= Text passage =
# # # # #
Guess Who Solver

This script implements a strategy for the game of Guess Who? using the concept of conditional mutual information.

We first run through a demo of how the strategy works. The Python functions that are used in the demo will be shown at the end.

Demo

We will use a simplified Guess Who set-up with only 6 names and 5 features or characteristics, as shown in the following dataframe:

(1 represents 'Yes', 0 represents 'No')

In [10]:
df
Out[10]:
Name Female Glasses Short Hair Brown Eyes Headgear
0 Alice 1 0 0 1 1
1 Bob 0 1 1 1 0
2 Charles 0 0 1 0 0
3 Diane 1 1 0 1 0
4 Emma 1 0 1 1 1
5 Fred 0 0 0 0 0

Intuitively, we should first query the features that divide the dataset into half. These are Female and Short Hair.

Our intuition agrees with the conditional mutual information between each feature and the set of all names. Female and Short Hair have the highest CMI, assuming we don't know the values of any of the features:

In [11]:
known_features = {}
features_by_cmi(df,known_features)
# # # # #
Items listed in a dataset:
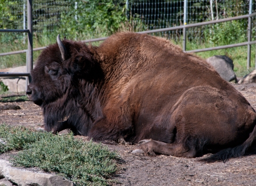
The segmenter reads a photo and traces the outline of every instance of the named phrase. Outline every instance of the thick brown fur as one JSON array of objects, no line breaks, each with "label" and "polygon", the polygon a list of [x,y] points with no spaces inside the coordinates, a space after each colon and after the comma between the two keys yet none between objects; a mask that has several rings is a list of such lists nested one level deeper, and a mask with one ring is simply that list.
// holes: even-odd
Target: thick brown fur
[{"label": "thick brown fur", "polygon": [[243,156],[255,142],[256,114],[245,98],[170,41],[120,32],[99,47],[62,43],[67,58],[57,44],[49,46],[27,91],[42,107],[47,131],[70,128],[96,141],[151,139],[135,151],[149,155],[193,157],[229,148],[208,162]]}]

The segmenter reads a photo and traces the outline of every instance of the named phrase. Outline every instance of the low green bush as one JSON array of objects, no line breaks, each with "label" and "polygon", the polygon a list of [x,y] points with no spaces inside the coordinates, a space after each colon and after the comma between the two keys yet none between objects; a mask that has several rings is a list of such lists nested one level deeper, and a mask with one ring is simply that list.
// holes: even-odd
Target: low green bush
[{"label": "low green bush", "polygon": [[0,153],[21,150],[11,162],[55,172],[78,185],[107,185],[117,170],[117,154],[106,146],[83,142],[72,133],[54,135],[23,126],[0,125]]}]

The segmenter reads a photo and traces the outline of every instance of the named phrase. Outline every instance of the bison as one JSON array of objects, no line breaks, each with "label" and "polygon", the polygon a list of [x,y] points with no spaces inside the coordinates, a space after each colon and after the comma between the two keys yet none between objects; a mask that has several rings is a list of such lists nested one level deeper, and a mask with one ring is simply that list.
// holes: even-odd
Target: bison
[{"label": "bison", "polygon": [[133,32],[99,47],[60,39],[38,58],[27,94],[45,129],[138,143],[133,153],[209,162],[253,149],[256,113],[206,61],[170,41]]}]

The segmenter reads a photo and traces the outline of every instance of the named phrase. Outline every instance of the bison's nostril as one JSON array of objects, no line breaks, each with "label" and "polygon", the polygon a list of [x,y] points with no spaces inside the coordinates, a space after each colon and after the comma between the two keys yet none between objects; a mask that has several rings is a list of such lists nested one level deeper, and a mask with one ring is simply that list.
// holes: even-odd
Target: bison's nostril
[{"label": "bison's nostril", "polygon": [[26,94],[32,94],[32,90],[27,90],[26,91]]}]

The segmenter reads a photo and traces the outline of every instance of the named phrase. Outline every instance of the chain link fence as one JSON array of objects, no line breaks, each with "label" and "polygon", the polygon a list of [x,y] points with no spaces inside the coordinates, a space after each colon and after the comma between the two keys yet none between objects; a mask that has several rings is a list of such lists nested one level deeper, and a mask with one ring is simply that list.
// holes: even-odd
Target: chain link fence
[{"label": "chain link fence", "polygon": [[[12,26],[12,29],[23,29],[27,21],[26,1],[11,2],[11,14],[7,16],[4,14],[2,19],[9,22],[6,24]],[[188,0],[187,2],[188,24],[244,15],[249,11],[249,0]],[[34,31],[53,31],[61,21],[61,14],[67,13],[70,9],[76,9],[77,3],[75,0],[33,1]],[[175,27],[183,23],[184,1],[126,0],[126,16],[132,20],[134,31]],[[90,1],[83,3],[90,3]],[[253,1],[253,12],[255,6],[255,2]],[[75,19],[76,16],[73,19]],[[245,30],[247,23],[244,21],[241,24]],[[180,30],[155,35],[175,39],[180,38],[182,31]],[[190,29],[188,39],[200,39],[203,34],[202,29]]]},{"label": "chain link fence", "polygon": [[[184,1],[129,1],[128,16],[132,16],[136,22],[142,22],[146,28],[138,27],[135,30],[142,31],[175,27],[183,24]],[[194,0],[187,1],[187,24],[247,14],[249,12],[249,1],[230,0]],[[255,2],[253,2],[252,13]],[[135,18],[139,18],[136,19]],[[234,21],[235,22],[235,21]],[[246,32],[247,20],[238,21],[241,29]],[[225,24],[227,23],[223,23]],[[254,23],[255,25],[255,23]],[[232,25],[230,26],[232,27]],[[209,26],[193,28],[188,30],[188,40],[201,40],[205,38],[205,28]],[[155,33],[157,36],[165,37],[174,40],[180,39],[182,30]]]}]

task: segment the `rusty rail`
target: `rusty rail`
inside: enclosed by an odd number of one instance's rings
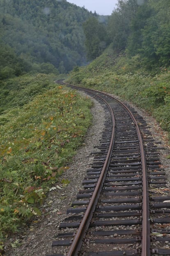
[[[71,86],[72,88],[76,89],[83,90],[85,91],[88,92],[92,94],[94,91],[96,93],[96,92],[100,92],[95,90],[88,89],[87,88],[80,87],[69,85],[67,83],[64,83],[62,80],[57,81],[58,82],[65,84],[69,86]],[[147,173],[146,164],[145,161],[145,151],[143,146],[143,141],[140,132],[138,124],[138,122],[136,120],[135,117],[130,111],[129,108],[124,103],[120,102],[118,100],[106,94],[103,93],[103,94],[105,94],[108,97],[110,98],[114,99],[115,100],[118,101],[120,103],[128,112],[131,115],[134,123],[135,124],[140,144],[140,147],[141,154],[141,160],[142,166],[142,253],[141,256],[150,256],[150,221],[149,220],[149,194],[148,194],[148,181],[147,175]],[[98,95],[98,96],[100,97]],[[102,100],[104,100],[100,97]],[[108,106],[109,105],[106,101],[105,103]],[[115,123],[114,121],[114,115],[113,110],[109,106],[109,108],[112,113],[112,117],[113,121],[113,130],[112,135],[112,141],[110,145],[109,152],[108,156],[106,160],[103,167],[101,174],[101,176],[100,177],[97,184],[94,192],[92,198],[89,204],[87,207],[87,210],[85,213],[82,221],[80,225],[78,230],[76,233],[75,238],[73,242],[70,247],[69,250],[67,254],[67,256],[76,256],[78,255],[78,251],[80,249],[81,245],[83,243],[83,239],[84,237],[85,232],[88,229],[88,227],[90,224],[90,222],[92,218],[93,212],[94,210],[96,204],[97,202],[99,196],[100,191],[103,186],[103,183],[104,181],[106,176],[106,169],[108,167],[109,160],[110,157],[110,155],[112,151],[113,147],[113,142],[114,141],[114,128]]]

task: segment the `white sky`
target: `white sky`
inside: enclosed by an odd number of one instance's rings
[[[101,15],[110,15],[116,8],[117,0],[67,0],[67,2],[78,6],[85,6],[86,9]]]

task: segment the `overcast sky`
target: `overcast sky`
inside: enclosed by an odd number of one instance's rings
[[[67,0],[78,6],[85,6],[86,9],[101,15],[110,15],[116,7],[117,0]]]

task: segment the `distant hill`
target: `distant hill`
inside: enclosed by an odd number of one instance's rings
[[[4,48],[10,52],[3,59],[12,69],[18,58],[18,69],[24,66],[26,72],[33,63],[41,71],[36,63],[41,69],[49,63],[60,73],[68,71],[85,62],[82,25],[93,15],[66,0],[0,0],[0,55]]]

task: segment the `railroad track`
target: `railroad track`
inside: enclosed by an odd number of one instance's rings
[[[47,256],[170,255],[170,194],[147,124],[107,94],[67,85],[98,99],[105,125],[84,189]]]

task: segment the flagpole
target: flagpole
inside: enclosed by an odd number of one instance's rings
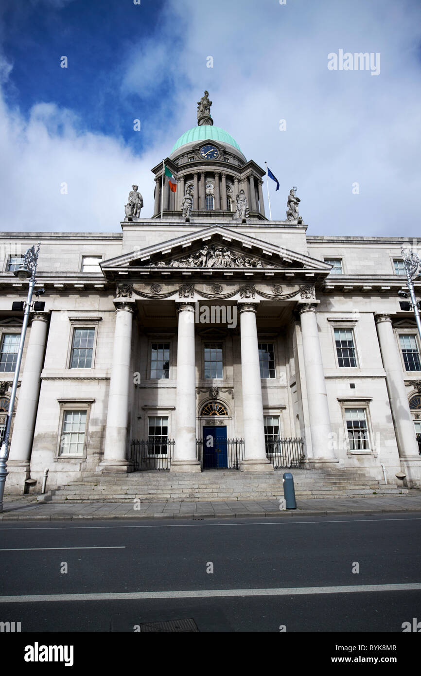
# # # # #
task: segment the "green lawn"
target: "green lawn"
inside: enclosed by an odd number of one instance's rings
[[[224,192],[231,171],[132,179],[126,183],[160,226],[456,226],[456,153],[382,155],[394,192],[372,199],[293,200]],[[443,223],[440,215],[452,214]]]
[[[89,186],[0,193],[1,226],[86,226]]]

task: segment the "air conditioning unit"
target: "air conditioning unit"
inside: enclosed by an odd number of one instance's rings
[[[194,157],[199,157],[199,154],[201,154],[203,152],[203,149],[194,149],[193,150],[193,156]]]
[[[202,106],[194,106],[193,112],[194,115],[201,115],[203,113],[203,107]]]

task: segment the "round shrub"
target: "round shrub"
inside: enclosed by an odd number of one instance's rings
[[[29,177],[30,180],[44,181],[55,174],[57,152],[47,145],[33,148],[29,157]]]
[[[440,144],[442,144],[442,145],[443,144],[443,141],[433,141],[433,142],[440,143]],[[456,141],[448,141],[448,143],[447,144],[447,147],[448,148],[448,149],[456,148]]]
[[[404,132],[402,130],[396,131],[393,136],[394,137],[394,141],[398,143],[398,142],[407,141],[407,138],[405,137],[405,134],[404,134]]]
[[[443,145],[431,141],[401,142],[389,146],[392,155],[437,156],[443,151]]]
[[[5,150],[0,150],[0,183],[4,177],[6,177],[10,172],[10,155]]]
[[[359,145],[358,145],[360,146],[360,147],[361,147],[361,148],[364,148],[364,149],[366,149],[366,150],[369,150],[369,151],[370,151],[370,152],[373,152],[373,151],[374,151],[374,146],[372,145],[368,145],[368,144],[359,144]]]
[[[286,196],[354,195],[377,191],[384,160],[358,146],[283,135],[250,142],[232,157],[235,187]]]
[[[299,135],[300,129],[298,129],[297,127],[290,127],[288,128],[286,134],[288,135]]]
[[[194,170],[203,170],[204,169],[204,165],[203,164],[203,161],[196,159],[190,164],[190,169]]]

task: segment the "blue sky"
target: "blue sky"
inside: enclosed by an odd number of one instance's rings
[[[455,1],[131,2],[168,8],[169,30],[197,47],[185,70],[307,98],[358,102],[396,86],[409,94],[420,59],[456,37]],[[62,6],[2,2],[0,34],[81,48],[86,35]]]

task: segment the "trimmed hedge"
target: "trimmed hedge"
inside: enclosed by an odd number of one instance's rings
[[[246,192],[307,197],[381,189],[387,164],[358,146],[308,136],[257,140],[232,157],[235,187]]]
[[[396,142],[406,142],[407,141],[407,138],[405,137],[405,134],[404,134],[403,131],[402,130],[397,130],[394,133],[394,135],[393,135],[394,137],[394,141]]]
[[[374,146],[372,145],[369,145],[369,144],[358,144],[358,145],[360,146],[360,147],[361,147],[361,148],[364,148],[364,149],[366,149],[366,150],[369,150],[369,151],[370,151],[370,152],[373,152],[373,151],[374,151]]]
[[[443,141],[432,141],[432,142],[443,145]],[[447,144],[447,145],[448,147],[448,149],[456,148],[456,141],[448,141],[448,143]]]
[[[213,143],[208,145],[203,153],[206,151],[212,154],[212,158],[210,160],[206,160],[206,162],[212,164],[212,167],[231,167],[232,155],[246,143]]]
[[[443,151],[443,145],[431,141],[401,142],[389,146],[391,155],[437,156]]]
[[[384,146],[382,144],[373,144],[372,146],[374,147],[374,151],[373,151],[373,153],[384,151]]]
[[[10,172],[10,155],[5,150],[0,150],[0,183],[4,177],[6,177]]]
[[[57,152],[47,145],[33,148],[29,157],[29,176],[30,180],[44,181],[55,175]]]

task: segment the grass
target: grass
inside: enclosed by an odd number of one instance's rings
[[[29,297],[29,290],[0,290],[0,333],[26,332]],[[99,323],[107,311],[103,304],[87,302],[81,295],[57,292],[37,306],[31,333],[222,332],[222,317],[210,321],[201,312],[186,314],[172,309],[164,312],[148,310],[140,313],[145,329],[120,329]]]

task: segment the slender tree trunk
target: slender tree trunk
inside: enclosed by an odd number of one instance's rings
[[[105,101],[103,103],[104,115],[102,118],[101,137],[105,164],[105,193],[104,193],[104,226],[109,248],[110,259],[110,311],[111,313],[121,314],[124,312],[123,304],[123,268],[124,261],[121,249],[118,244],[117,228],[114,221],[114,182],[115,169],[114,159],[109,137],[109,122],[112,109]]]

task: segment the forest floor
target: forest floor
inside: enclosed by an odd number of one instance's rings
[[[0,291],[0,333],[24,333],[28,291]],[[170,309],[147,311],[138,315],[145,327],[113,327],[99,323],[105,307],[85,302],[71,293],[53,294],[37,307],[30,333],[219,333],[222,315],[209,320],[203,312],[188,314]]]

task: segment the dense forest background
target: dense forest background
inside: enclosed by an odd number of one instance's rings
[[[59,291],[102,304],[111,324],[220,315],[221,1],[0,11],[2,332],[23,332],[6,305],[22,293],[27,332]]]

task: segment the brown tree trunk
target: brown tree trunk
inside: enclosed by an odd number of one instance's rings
# # # # #
= Required tasks =
1. Copy the Guess Who solver text between "This script implements" and "0 represents 'No')", inclusive, swapping "strategy" for "approach".
2. According to the Guess Who solver text, are these statements true? (a) The simplified set-up uses 6 names and 5 features. (b) The Python functions appear before the demo. (c) Glasses has the highest CMI.
These records have no connection to the text.

= Per-task outputs =
1.
This script implements a approach for the game of Guess Who? using the concept of conditional mutual information.

We first run through a demo of how the approach works. The Python functions that are used in the demo will be shown at the end.

Demo

We will use a simplified Guess Who set-up with only 6 names and 5 features or characteristics, as shown in the following dataframe:

(1 represents 'Yes', 0 represents 'No')

2.
(a) Yes: "only 6 names and 5 features or characteristics"
(b) No: "The Python functions that are used in the demo will be shown at the end."
(c) No: "Female and Short Hair have the highest CMI"